- [Exercise]: Look below for the line containing "Identify one point on each instance of the white placard". Reproduce it and every line after it exactly, and nothing more.

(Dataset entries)

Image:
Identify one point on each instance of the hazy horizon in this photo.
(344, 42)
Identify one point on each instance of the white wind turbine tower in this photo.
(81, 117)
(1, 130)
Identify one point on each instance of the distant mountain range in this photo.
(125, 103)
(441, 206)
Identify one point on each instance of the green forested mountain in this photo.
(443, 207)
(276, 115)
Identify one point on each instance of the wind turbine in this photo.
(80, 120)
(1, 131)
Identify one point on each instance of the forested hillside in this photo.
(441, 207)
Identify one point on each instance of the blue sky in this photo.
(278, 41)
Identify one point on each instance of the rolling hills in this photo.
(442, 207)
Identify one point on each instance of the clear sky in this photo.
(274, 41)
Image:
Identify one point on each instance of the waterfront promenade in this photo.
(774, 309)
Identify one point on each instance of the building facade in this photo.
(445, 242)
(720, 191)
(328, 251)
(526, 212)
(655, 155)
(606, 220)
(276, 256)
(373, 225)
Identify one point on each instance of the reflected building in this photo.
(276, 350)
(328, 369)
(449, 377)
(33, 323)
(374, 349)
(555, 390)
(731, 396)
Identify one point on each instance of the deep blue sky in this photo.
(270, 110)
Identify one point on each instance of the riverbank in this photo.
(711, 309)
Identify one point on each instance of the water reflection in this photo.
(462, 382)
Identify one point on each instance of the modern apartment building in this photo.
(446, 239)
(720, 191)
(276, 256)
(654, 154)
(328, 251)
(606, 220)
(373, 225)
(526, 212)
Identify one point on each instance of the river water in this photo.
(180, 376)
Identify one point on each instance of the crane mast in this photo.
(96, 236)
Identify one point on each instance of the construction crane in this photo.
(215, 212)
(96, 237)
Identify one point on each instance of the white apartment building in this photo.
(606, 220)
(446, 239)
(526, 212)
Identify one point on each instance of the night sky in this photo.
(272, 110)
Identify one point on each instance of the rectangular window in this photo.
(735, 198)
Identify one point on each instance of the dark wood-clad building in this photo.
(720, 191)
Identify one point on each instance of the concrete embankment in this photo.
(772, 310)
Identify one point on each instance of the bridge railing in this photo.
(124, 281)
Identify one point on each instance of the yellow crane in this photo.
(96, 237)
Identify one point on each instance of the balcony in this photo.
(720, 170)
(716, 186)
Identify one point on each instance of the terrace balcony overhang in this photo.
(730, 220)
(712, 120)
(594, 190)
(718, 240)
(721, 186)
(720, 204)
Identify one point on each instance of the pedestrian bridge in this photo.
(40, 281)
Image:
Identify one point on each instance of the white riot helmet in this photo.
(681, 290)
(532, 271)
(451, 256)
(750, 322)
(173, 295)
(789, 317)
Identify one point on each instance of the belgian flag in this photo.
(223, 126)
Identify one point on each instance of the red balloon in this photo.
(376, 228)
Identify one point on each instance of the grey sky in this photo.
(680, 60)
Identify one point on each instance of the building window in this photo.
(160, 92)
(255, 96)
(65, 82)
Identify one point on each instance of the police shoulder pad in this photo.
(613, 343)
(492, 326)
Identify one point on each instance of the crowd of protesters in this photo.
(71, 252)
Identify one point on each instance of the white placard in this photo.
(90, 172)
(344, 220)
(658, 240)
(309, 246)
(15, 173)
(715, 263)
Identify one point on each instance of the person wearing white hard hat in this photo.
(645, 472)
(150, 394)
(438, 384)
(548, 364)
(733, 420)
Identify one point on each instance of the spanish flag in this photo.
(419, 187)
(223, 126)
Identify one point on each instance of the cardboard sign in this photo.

- [Result]:
Identify one point on each instance of the white placard in this photo.
(90, 172)
(344, 220)
(658, 240)
(309, 246)
(15, 173)
(715, 263)
Identify one point on each instance of the person wearing white hard hat in this photo.
(645, 472)
(150, 394)
(438, 384)
(548, 364)
(733, 420)
Identify one point on each instance of the spanish flag in this photo.
(419, 187)
(223, 126)
Identify one point on each instance of the cardboard sign in this photo.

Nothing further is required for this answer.